An exact, complete copy of the entries is needed, with the pictures left out.

(Stored data entries)
★ ★ ★ ★

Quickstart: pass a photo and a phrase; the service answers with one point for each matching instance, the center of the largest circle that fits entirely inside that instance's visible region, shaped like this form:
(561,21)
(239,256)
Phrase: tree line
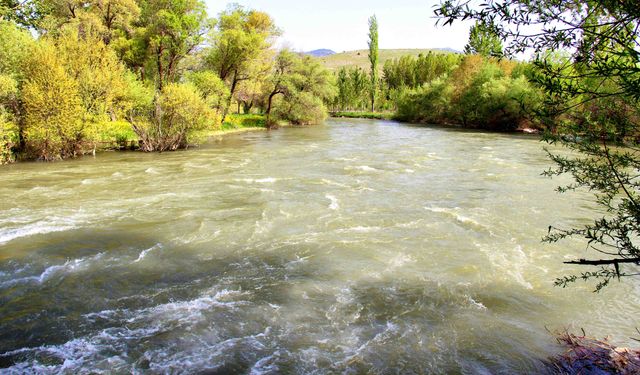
(77,73)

★ ★ ★ ★

COMPLETED TASK:
Quickstart: pass a photo and a phrase; the service answers with one point for each matching instance, the center of the largest circle that fits entirely inside that instance's visible region, shaped like this form:
(561,21)
(239,256)
Phrase: tree line
(77,73)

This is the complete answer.